— Begin GIVEN RECORDS —

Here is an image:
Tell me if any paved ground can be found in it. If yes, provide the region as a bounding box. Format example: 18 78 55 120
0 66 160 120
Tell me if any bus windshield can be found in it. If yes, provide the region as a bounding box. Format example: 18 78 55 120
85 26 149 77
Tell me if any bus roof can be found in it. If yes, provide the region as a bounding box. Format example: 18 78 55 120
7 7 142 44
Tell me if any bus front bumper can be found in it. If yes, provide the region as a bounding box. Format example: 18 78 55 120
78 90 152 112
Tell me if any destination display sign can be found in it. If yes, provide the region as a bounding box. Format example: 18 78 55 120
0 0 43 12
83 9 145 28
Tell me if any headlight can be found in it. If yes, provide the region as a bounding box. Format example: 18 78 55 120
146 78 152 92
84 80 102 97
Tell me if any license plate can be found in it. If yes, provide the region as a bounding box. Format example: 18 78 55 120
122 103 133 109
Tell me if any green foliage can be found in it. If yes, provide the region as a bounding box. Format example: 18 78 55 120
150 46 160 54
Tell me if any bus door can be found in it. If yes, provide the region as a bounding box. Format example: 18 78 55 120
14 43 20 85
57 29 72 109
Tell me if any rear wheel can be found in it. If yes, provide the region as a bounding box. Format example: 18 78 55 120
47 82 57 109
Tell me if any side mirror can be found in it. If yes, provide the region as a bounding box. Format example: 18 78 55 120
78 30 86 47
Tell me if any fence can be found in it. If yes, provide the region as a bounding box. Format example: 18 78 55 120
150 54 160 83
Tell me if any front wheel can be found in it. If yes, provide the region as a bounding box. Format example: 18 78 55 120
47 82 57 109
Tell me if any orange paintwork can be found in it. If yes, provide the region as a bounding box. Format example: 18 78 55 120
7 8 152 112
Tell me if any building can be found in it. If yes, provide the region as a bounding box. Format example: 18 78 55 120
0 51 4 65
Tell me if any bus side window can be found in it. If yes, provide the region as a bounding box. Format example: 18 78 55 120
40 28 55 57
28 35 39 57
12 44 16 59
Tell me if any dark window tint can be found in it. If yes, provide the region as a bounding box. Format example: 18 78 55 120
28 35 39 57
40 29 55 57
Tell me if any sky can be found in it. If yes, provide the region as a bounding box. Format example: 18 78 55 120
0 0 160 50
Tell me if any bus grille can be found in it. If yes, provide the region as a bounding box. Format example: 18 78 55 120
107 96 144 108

— End GIVEN RECORDS —

▸ **EXERCISE DIRECTIONS**
Edit every entry above so that "Format example" becomes "Sample format" wherever it occurs, leaving all other text unchanged.

▸ **ANSWER IN FULL**
Here is an image:
Tell me if any paved ground can be found in it. If yes, provide the region as a bounding box. Sample format: 18 78 55 120
0 66 160 120
Tell me if any bus windshield can be found in it. If yes, provide the region as a bounding box. Sample format: 18 78 55 120
85 26 149 77
Tell me if any bus roof can be found in it. If yes, provide the region as a bounding box. Sample format: 18 78 55 120
7 7 142 44
Tell me if any bus front bumper can be found in it. If yes, provide the region as a bounding box. Sample format: 18 78 55 120
78 90 152 112
Tell me if any destination display sign can be found in it. If yes, provide the region as a bounding box. Sample format: 18 78 55 120
0 0 43 12
83 9 145 28
Tell me if any headlight can be found in it. If yes, provide the region as a bounding box. Sample format: 18 78 55 120
146 78 152 92
84 80 102 97
Tell me if any license plate can be found in it. If yes, provide the region as a bounding box. Sample format: 18 78 55 120
122 103 133 109
Tell me if any green foliage can be found in it. If yes, provide the region as a bounding box. Sample format: 18 78 55 120
150 46 160 54
Tell me if any bus door can be found in it. If yes, provide the region as a bounding box. Sample format: 18 78 55 120
14 43 20 85
57 29 72 109
Tell me if any rear wheel can be found in it. If yes, provide the region as a bounding box. Sample format: 18 78 55 120
47 82 57 109
Tell me if any side mirror can be found in it. If yes, provide the region as a bounding box. Sample format: 18 78 55 120
78 30 86 47
Tell me if any fence can be found in it. If yes, provide the region as a bounding box. Sample format: 18 78 55 120
150 54 160 83
Tell me if any front wheel can be found in it. If yes, provide the region as a bounding box. Sample format: 18 78 55 120
47 82 57 109
Tell me if any orange paintwork can be found in it. If yes, provide the region as a bounding box. Sample format: 18 78 55 120
7 8 152 112
Tell me if any building can be found in it. If yes, provide the region as a bounding box. Sample format: 18 78 55 120
0 51 4 65
Tell me if any bus side window can be found in it. If yes, provide the region as a bounding box. Sample format: 18 78 55 120
40 28 55 57
28 35 39 57
12 44 16 59
Tell me if any dark window tint can be found in it. If yes, provide the region as a bounding box. Sample format: 18 78 55 120
28 35 39 57
40 29 55 57
Tell me if any sky can be found in it. If yes, provide the region as a bounding box. Sample format: 18 78 55 120
0 0 160 50
Tell me if any bus grille can be found in it. If yes, provide the region as a bounding box. Sample format: 18 78 55 120
107 96 144 108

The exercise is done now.